↓↓↓

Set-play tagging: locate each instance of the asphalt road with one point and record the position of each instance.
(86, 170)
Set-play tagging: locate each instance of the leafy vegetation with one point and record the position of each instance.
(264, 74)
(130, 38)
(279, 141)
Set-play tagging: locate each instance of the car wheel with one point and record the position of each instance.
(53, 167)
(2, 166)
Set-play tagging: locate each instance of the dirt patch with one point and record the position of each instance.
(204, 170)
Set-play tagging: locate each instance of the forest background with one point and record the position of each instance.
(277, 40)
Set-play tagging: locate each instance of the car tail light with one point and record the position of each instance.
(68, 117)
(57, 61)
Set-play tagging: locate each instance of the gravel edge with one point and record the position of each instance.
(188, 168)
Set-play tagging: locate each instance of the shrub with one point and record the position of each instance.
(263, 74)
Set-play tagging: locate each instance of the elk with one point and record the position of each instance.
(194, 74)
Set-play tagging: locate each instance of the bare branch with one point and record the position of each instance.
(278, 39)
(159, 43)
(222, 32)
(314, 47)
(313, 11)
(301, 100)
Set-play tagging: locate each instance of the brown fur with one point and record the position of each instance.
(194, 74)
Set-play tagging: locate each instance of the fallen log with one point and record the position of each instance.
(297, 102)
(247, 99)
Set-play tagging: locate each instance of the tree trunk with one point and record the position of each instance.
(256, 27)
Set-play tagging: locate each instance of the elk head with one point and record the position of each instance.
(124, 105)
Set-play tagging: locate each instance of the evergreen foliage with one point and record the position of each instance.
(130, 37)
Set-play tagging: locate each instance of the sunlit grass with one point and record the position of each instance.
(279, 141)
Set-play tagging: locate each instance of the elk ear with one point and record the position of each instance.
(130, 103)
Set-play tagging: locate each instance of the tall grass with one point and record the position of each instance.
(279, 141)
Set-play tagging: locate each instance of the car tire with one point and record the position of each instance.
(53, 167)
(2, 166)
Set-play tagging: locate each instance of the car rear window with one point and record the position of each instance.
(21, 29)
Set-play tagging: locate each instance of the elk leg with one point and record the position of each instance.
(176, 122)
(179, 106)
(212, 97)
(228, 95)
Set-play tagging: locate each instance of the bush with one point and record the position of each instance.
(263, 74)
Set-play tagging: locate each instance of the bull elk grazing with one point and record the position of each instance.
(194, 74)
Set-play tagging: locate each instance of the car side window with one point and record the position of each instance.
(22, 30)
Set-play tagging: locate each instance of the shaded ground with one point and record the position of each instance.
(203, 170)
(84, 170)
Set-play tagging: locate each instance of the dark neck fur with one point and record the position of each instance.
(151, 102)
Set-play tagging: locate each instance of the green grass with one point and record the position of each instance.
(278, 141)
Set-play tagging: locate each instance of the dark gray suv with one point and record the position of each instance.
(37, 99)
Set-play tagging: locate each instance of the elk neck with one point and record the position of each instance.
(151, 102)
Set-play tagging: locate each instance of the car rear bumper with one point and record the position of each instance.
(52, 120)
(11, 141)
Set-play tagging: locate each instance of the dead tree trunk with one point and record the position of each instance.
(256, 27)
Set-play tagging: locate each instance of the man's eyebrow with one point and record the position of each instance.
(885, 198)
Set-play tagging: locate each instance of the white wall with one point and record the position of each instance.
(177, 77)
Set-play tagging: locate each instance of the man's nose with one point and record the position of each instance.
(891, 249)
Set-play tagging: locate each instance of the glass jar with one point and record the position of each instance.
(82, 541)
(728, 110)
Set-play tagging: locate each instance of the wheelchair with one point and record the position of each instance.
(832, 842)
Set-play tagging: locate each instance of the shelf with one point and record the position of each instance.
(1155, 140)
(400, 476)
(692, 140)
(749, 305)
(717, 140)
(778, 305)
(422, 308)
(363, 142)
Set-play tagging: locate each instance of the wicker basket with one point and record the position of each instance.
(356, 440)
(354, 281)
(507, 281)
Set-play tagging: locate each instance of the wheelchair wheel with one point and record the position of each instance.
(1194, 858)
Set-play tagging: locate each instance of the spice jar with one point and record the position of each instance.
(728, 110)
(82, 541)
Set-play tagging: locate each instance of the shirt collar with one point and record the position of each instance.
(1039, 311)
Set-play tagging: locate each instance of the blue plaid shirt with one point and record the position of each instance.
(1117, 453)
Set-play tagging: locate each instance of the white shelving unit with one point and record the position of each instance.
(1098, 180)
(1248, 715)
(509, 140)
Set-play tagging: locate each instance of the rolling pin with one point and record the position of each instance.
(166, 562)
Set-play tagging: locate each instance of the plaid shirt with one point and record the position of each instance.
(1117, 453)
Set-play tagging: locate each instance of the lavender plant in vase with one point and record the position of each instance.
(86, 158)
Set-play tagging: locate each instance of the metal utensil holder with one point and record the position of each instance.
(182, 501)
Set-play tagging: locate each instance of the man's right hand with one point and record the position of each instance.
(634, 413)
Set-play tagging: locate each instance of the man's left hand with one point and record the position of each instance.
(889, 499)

↑↑↑

WHAT IS REQUIRED
Write out the listing above, keeping every word exactly.

PROBLEM SOLUTION
Set-play tagging: locate each instance of the asphalt road with one point and record the position of each instance.
(86, 170)
Set-play tagging: locate each instance of the leafy vegetation with one point and record the position of each instance.
(264, 74)
(130, 38)
(279, 141)
Set-play tagging: locate each instance of the car wheel with one point and record the position of each instance.
(53, 167)
(2, 166)
Set-play tagging: locate each instance of the dirt patch with one point and record the position of each instance.
(204, 170)
Set-play tagging: locate each instance of the forest background with one point and record the position of each instance.
(277, 40)
Set-play tagging: locate each instance of the car tail light with one point and record the position of each instance.
(68, 117)
(57, 61)
Set-play tagging: locate each instance of the gravel edge with one point and record the position of each instance.
(188, 168)
Set-play tagging: locate each instance of the shrub with one point and record the position of each instance.
(263, 74)
Set-play tagging: locate each instance of the elk with one point and record the position of each instance.
(194, 74)
Set-play tagging: locate each instance of the bare branch with one point and record the position of each instance.
(278, 39)
(159, 43)
(222, 32)
(314, 47)
(313, 11)
(301, 100)
Set-play tagging: locate each instance of the brown fur with one point and record the position of each instance.
(194, 74)
Set-play tagging: locate each instance of the fallen log with one point and record the position of each instance.
(297, 102)
(247, 99)
Set-play tagging: locate each instance of the tree trunk with one point and record the position of each instance.
(256, 27)
Set-play tagging: locate each instance of the elk head with one point and record the position of each instance.
(124, 105)
Set-play tagging: locate each instance of the evergreen foliage with one point and record the position of each instance.
(130, 37)
Set-play tagging: locate each instance of the sunlit grass with one point and record the position of each instance.
(279, 141)
Set-play tagging: locate each instance of the elk ear with one point and record the position of each instance.
(130, 103)
Set-play tagging: locate each instance of the tall grass with one point and record the position of each instance.
(279, 141)
Set-play tagging: locate each instance of the car tire with one point and record the position of each instance.
(53, 167)
(2, 166)
Set-play tagging: locate each instance of the car rear window with one point and record the position of each instance.
(21, 29)
Set-play tagging: locate each instance of the elk leg with one point and record the position of each instance.
(176, 122)
(179, 106)
(212, 97)
(228, 95)
Set-play tagging: locate each instance of the bush with one point and record the position of each instance.
(263, 74)
Set-play tagging: locate each instance of the bull elk grazing with one point and record the position of each instance.
(194, 74)
Set-play tagging: locate each instance of the car side window with one point and record the position of each instance.
(22, 30)
Set-play tagging: locate each instance of the shaded ground with one point and record the position of each instance.
(203, 170)
(84, 170)
Set-play tagging: locate each instance of the dark neck fur with one point and record the position of each instance.
(151, 102)
Set-play tagging: locate each instance of the green grass with one point and record the position of each instance.
(278, 141)
Set-play tagging: locate each instance of the dark gray suv with one point and record the position of each instance.
(37, 99)
Set-play tagging: locate each instance of the elk neck with one point and record the position of each instance.
(151, 102)
Set-play tagging: locate each instance of the car rear bumper with one point and record the position of each instance.
(52, 120)
(11, 141)
Set-play tagging: locate each instance of the dead tree trunk with one point and record the position of each instance.
(256, 27)
Set-play tagging: locate each instance of the man's eyebrow with one point and record the position of each instance.
(885, 198)
Set-play tagging: locate each instance of the white wall with one point and record the position of each instance.
(177, 77)
Set-play tagging: locate each instance of the man's nose with one point and record the position of each instance.
(891, 249)
Set-play tagging: locate each instance of the glass jar with one point and record the position of each instance.
(82, 541)
(728, 110)
Set-play tagging: locate each instance of the wheelchair with one point and record the position of each instance.
(832, 842)
Set-play tagging: locate each instance of the shelf with one point and record the position of each instance.
(1155, 140)
(400, 476)
(692, 140)
(749, 305)
(717, 140)
(778, 305)
(422, 308)
(363, 142)
Set-play tagging: locate each instance of the wicker basket with one point and record the position of each instance.
(356, 440)
(354, 281)
(507, 281)
Set-play tagging: locate each instance of the wheelchair wheel with one point and record the position of each instance.
(1194, 858)
Set-play tagging: locate each instance of the spice jar with one point and record the position of each instance.
(728, 110)
(82, 541)
Set-play tagging: locate each instance of the shirt collar with one point and record the position of each instance.
(1039, 311)
Set-play tagging: locate each instance of the blue plaid shirt with one point and record the position of each instance.
(1117, 453)
Set-play tagging: locate each instance of the white shelving unit with one point and record the position of each instance.
(1098, 180)
(1248, 715)
(509, 140)
Set-play tagging: locate each instance of the rolling pin with one point and record the position of each instance.
(166, 562)
Set-play tagging: locate each instance of the plaid shirt with one point and record the position of each instance.
(1117, 453)
Set-play tagging: locate each instance of the lavender plant in vase with one point and record the position of each instance.
(86, 158)
Set-play tagging: locate each instance of the metal utensil holder with one point and record the position of each instance.
(182, 501)
Set-play tagging: locate each instance of the man's right hand with one point and record the position of each instance.
(634, 413)
Set-play tagging: locate each instance of the man's left hand with one point and record the position of each instance.
(889, 499)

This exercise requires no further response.